**Action item:** Output all entries verbatim.

*** The records Section Begins ***

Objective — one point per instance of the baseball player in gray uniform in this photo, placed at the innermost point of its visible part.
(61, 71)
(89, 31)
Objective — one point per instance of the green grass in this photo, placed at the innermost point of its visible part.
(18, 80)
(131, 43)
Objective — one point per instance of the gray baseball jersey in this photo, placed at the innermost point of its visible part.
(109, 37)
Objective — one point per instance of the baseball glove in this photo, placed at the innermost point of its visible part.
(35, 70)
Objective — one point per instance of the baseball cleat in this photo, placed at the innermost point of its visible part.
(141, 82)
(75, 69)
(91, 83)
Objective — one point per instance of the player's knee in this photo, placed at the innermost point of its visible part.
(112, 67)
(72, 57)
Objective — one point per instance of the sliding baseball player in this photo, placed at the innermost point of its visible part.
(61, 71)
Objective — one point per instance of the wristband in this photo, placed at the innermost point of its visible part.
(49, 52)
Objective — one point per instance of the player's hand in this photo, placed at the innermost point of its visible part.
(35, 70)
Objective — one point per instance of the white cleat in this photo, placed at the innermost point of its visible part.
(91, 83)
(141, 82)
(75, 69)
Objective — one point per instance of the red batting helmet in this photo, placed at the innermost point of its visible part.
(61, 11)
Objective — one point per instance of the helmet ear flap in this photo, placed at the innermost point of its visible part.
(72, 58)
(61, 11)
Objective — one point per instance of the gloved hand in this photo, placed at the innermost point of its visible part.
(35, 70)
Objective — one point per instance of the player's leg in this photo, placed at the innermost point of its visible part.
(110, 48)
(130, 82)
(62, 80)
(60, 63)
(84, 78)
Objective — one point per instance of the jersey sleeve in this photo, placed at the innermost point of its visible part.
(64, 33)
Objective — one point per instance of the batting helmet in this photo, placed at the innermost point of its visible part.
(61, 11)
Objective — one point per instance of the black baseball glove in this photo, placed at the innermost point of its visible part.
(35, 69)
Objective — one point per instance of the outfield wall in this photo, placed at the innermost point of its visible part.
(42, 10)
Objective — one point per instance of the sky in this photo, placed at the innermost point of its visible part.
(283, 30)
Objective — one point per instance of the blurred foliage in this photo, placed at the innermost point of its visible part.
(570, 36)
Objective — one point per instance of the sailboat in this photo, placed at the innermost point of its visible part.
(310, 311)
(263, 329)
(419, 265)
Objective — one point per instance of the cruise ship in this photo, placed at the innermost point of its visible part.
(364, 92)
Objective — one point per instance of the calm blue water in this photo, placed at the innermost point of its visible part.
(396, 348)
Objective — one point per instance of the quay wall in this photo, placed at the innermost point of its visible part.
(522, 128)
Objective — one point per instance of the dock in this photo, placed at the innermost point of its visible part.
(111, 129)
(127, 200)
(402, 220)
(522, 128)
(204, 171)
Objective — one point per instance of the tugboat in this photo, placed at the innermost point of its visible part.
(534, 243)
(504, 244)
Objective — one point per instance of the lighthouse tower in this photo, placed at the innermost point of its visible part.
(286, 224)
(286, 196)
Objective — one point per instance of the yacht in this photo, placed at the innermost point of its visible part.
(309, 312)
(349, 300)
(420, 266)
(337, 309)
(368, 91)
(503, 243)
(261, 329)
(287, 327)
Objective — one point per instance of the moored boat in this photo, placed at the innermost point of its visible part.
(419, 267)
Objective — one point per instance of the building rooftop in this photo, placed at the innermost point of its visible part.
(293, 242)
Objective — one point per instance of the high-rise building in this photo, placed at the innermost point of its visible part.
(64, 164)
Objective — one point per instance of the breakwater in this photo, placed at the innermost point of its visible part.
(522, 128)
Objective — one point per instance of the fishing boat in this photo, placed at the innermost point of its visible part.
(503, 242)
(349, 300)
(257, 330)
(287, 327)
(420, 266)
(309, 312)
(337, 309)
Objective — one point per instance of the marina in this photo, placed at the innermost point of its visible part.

*** The records Section Ends ***

**Finished task:**
Objective — one point per instance of the baseball player in gray uniform in this photo, placed at the innermost point of its visible part.
(61, 71)
(89, 31)
Objective — one point per instance of the green grass in this photo, placed at the innermost point of its visible part.
(18, 80)
(131, 43)
Objective — one point per instance of the gray baseball jersey in this photo, placed at the innermost point of its visible part.
(109, 37)
Objective — one point per instance of the baseball glove in this photo, placed at the innermost point of its visible part.
(35, 70)
Objective — one point per instance of the baseball cleat in this photo, placed at the innermost point of its visible part.
(141, 82)
(75, 69)
(91, 83)
Objective — one point per instance of the player's knee in this photo, placed at the innermost point of its visible part.
(112, 67)
(72, 57)
Objective — one point per instance of the sliding baseball player in this photo, placed at the innermost point of its visible part.
(61, 71)
Objective — one point per instance of the wristband in this photo, placed at the innermost point of its visible part.
(49, 52)
Objective — one point per instance of the player's hand in this photo, placed at the innermost point of its visible part.
(35, 70)
Objective — one point per instance of the white cleat in this photo, placed at the innermost point of its visible part.
(91, 83)
(141, 82)
(75, 69)
Objective — one point per instance of the red batting helmet in this photo, placed at the innermost point of its visible part.
(61, 11)
Objective — one point per instance of the helmet ear flap in this photo, placed at the innermost point of its visible part.
(72, 58)
(61, 11)
Objective — one point per instance of the gloved hand in this photo, placed at the innermost point of its visible part.
(35, 70)
Objective — one point per instance of the player's leg in this photo, placed at the innermost point of its visible part.
(110, 48)
(130, 82)
(62, 80)
(60, 63)
(84, 78)
Objective — one point per instance of the jersey sleeve in this photo, placed at the innermost point of its visible part.
(64, 33)
Objective — one point per instance of the batting helmet in this photo, placed at the innermost point of its visible part.
(61, 11)
Objective — one point per instance of the black baseball glove in this photo, placed at the innermost point of its visible part.
(35, 69)
Objective — one point per instance of the outfield wall in this photo, placed at the innermost point of its visible part.
(42, 10)
Objective — one point per instance of the sky in this photo, placed at the innermost point of its visible part.
(283, 30)
Objective — one point per instance of the blurred foliage in this photo, placed at the innermost point of its visible part.
(570, 36)
Objective — one point per instance of the sailboat in this photo, placed at the innermost point of its visible part.
(310, 311)
(263, 329)
(419, 265)
Objective — one point per instance of the cruise ship in this photo, placed at the innermost point of its visible part.
(364, 92)
Objective — one point per instance of the calm blue water in this photo, placed at the innermost point of its visible part.
(396, 348)
Objective — one point per instance of the quay wall in this photo, placed at the innermost point of its visible part.
(522, 128)
Objective — one point per instance of the dock in this photo, placed at the innermost point of its visible part.
(111, 129)
(127, 200)
(402, 220)
(522, 128)
(204, 171)
Objective — one point per instance of the tugboat in this photo, placed at the innermost point of its visible part.
(534, 243)
(504, 244)
Objective — one point per instance of the lighthouse tower in this photo, placed at the innermost point of its visible part.
(286, 224)
(286, 196)
Objective — one point per instance of the yacht in this photo, placed at the innermost point of its visible part.
(309, 312)
(349, 300)
(420, 266)
(337, 309)
(368, 91)
(503, 243)
(261, 329)
(287, 327)
Objective — one point per instance of the moored boat in this photo, placed at the innermost point of its visible part.
(419, 267)
Objective — one point per instance of the building rooftop in this photo, placed at the innermost point of its visible part.
(293, 242)
Objective — one point per instance of the high-rise building in this photo, placed at the innermost point of its visible part.
(64, 164)
Objective — one point per instance of the breakwater in this photo, placed at the innermost point of its visible part.
(522, 128)
Objective — one point per instance of the fishing boat in this photo, placed at the innermost point of its visible part.
(503, 242)
(349, 300)
(257, 330)
(287, 327)
(420, 266)
(309, 312)
(337, 309)
Objective — one point per instance of the marina in this photo, placed at the innermost point of its visible part.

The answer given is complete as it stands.